-------- EXTRACTED DATA

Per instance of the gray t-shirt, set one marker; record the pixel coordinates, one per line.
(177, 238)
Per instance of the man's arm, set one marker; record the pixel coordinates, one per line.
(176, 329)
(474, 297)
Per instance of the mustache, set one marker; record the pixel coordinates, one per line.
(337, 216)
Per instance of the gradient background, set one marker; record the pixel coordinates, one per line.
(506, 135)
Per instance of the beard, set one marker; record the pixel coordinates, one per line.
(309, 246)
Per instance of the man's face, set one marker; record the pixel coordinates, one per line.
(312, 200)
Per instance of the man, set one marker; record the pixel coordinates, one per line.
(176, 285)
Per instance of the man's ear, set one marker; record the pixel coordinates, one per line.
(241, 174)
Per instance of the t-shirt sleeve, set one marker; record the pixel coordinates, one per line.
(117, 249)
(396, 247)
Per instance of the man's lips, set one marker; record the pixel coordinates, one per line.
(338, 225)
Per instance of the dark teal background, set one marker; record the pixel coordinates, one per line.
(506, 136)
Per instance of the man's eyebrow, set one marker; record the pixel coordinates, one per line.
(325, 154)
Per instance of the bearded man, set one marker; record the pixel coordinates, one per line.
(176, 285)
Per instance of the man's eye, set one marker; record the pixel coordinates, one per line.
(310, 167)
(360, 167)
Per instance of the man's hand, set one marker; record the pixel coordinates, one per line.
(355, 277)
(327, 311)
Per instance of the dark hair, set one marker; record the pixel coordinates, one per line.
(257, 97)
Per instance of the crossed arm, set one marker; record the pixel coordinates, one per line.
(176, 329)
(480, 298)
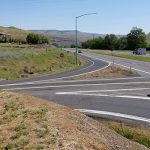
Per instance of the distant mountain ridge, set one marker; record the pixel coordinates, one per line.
(67, 37)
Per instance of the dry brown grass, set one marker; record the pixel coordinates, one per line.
(30, 123)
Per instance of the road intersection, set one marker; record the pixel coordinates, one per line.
(119, 98)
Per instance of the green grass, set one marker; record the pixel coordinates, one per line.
(139, 134)
(135, 57)
(37, 61)
(128, 56)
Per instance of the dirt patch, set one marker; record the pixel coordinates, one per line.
(110, 72)
(27, 122)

----------------

» **TASK REQUIREMENTS**: Copy every record exactly, leaving the pictures out.

» **ANSWER**:
Per instance of the gray t-shirt, set one marker; record the pixel coordinates, one per line.
(177, 238)
Per instance of the man's arm, set one marker; record the pixel coordinates, one per line.
(176, 329)
(474, 297)
Per instance of the mustache, set one marker; record the pixel coordinates, one per line.
(337, 216)
Per instance of the gradient background, set one marker; record the pixel coordinates, one per line.
(506, 135)
Per instance of the beard, set one marker; record the pixel coordinates, one per line.
(309, 246)
Per instance of the man's face, set one marker; record the pixel coordinates, one per line.
(312, 200)
Per instance of the man, set one marker; record the pixel coordinates, one per line.
(176, 285)
Per instance of the man's ear, set one marker; record the pixel coordinates, one per line.
(241, 174)
Per instance of the t-shirt sleeve, set one marker; record the pixel coordinates, one per line.
(117, 249)
(396, 247)
Per instance of the man's lips, set one marker; record the pixel coordinates, one per line.
(338, 225)
Per instance of the dark teal background, set one marker; record the pixel coordinates, one per line.
(506, 136)
Per instance of the man's eyebrow, set one marker; record the pixel coordinates, one per line.
(325, 154)
Per instance of the bearded man, set one marker; record the pixel coordinates, one per line.
(176, 285)
Per instance of the man's eye, set one marker; record the pixel coordinates, one per line.
(310, 167)
(360, 167)
Per instance of the man's hand, set one marker; record the pixel coordinates, one per line.
(355, 277)
(327, 311)
Per instance of the dark hair, set one marker; record the pixel coordinates, one per line.
(257, 97)
Per instance of the crossed arm, set one marker; record the pixel coordinates, one per line.
(176, 329)
(480, 298)
Per instance of the distant mountain ridge, set one marker; record the pixel coordinates, one per line.
(67, 37)
Per instance of the dry brown grass, set one marker; record the pixel coordinates, one per line.
(30, 123)
Per instance of the road intersection, set one marker; record the pixel coordinates, one per line.
(119, 98)
Per instance of the green grass, set one marker; record the pixel coordinates, one per line.
(139, 134)
(135, 57)
(37, 61)
(128, 56)
Per instance of the dirt patch, set one marker; record the pixel coordinates, one per line.
(110, 72)
(27, 122)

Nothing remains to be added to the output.